---------- Stored data ----------
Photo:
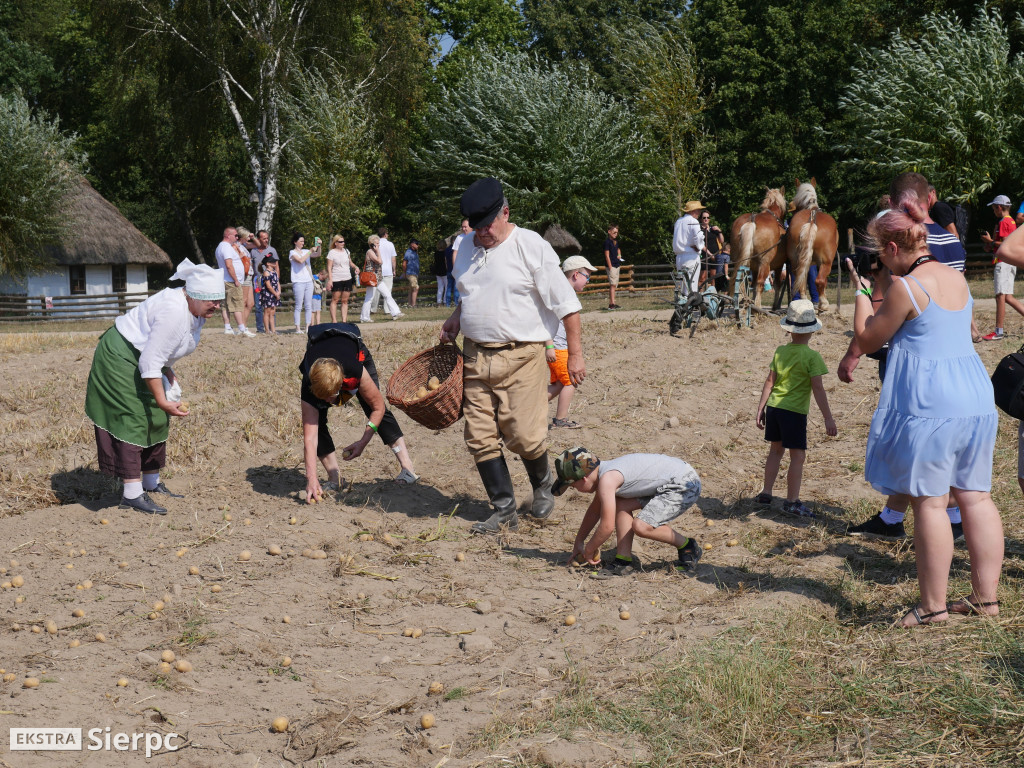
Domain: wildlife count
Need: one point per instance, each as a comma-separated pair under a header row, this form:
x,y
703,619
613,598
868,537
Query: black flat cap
x,y
482,201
----------
> Prompt
Each entry should appear again exactly as written, pictures excluded.

> Output of the task
Photo:
Domain: wildlife count
Need: one point per instance, each as a comma-separated pair under a header row, this form:
x,y
703,619
613,598
868,537
Query: black flat cap
x,y
482,201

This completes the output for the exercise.